[TASK]:
Rewrite the items from the beginning through the line containing "<point>371,124</point>", putting "mark" wherever "tag" appears and leaving everything else as it is.

[SOURCE DATA]:
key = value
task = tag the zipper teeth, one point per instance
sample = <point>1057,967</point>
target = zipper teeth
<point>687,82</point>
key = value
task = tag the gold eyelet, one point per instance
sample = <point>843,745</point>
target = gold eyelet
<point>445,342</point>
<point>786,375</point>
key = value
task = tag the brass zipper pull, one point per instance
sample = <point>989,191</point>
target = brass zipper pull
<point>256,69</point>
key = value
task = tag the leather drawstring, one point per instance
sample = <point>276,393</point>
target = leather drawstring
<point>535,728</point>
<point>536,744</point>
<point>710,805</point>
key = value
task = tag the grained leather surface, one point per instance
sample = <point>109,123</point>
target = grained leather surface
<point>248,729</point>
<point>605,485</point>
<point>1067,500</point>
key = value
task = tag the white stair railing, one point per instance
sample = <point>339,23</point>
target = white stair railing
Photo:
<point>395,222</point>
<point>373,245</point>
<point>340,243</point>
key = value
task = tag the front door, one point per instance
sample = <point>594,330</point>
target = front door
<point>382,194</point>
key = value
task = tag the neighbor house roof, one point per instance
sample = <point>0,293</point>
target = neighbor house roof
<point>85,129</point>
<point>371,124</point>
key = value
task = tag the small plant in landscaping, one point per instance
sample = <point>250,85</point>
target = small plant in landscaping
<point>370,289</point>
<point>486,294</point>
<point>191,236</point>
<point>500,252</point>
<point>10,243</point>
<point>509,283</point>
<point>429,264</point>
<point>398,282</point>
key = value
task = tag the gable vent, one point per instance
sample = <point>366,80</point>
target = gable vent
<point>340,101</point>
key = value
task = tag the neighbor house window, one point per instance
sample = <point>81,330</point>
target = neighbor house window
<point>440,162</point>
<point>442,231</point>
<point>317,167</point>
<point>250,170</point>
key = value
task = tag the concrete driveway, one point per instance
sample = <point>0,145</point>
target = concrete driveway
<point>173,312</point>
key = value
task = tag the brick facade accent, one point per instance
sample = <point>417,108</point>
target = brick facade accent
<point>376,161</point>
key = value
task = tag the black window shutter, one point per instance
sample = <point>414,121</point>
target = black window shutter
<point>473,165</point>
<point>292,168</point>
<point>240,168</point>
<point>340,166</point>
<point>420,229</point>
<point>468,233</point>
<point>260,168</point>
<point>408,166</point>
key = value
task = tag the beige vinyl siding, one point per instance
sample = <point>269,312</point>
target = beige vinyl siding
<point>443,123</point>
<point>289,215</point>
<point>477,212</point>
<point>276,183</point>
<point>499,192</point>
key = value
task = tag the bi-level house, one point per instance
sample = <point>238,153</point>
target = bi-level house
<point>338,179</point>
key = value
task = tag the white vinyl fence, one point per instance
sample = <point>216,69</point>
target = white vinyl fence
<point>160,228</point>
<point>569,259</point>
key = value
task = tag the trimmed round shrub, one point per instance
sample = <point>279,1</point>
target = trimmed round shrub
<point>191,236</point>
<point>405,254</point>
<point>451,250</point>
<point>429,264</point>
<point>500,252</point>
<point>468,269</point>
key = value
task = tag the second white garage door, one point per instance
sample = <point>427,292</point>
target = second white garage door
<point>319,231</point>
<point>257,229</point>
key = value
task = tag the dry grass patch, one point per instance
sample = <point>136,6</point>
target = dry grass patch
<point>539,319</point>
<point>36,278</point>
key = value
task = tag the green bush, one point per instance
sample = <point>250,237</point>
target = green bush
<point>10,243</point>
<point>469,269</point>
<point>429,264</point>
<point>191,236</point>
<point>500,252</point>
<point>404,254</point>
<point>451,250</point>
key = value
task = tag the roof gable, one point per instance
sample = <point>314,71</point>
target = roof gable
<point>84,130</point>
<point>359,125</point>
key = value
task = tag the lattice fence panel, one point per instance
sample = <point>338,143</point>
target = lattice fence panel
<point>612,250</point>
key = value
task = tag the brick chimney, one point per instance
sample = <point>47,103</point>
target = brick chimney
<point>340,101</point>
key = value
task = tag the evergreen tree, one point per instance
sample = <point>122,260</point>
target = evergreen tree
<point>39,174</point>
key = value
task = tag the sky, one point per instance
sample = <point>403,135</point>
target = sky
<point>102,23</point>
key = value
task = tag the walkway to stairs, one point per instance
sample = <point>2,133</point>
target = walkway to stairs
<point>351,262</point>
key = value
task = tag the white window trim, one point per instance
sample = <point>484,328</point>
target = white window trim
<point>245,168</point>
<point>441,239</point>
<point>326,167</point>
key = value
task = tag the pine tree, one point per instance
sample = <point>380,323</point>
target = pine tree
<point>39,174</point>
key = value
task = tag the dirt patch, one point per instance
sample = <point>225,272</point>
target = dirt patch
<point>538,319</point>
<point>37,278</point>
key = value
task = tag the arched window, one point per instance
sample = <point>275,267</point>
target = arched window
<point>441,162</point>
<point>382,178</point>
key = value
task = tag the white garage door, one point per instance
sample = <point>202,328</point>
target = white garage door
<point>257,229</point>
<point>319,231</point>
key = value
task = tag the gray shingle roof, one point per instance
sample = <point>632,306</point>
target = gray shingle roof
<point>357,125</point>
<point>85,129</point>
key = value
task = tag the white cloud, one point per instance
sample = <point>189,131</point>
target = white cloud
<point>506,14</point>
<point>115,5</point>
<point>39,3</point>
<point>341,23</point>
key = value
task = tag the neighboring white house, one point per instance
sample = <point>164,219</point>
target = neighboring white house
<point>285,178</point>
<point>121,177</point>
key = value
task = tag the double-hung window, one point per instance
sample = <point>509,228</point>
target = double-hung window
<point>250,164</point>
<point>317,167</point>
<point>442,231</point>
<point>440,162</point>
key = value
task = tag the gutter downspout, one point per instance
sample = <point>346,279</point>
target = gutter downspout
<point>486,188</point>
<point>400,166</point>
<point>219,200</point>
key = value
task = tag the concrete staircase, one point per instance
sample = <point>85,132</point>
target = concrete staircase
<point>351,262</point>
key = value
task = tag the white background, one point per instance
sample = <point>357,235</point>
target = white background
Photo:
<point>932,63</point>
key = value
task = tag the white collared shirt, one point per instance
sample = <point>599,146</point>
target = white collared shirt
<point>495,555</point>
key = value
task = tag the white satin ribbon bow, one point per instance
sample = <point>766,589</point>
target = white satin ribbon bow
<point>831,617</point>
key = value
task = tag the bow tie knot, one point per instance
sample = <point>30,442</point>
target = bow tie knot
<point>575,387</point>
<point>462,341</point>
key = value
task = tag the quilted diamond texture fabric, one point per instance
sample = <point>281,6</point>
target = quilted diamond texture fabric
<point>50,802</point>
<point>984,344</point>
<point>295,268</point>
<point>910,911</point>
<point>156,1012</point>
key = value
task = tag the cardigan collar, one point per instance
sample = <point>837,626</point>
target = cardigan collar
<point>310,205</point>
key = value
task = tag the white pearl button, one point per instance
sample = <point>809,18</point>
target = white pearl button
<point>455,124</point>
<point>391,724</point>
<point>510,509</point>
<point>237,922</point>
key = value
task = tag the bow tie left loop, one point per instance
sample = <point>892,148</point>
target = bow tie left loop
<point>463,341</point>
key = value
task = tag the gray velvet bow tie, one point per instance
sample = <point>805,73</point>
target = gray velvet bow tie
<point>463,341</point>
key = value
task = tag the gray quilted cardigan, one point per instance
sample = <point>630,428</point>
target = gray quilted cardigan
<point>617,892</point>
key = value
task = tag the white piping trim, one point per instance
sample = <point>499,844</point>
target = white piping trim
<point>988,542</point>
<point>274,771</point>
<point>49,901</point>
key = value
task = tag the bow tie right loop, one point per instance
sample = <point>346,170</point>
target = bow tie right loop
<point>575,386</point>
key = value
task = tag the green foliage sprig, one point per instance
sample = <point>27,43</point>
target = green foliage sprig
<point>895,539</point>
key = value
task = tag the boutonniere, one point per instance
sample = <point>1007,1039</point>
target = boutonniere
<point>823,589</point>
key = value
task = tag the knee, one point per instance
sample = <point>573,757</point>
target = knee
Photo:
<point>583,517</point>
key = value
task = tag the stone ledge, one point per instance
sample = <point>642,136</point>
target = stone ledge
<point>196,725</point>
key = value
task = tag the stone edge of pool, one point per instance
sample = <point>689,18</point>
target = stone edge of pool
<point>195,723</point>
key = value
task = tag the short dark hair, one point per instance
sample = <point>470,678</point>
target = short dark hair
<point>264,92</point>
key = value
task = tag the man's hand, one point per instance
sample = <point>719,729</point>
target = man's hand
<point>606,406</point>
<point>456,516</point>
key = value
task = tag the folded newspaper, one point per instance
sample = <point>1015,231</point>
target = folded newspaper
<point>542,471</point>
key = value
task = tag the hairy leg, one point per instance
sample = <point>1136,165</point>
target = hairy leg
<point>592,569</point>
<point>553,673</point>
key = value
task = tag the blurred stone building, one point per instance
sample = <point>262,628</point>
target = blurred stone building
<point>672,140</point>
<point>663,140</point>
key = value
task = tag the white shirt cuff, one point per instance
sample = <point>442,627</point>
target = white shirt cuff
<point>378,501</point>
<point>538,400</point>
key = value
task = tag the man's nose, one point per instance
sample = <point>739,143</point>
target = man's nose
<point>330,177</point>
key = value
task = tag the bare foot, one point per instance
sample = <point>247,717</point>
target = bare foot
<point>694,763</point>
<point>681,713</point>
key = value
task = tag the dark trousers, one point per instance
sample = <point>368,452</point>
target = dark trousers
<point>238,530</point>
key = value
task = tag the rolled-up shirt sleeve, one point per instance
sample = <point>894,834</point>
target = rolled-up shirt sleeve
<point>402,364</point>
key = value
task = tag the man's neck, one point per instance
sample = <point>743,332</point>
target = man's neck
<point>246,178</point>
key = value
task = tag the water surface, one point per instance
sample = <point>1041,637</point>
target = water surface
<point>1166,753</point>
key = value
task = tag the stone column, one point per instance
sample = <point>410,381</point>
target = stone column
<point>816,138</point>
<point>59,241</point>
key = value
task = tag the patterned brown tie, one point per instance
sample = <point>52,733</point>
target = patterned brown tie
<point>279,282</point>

[FINAL RESULT]:
key = value
task = mark the zipper teeth, one point per instance
sample = <point>1057,967</point>
target = zipper teeth
<point>687,82</point>
key = value
task = mark the gold eyelet, one point per instance
sample = <point>843,745</point>
target = gold eyelet
<point>445,342</point>
<point>786,375</point>
key = value
task = mark the brass zipper pull, one point per instance
sample = <point>989,191</point>
target = brass zipper pull
<point>256,69</point>
key = value
task = mark the leather drawstring, one point per instance
sample = <point>276,393</point>
target = leather drawstring
<point>535,728</point>
<point>536,744</point>
<point>710,805</point>
key = value
task = mark the grained leather surface, one point per instance
sample = <point>109,123</point>
target = grained leather surface
<point>248,729</point>
<point>605,485</point>
<point>1067,500</point>
key = value
task = mark the white stair railing, one point per instance
sample = <point>339,23</point>
target = white stair railing
Photo:
<point>395,222</point>
<point>373,245</point>
<point>340,243</point>
key = value
task = mark the front door, one point per instance
sample = <point>594,330</point>
target = front door
<point>382,194</point>
key = value
task = mark the neighbor house roof, one point per instance
sample = <point>0,293</point>
target = neighbor house roof
<point>85,129</point>
<point>371,124</point>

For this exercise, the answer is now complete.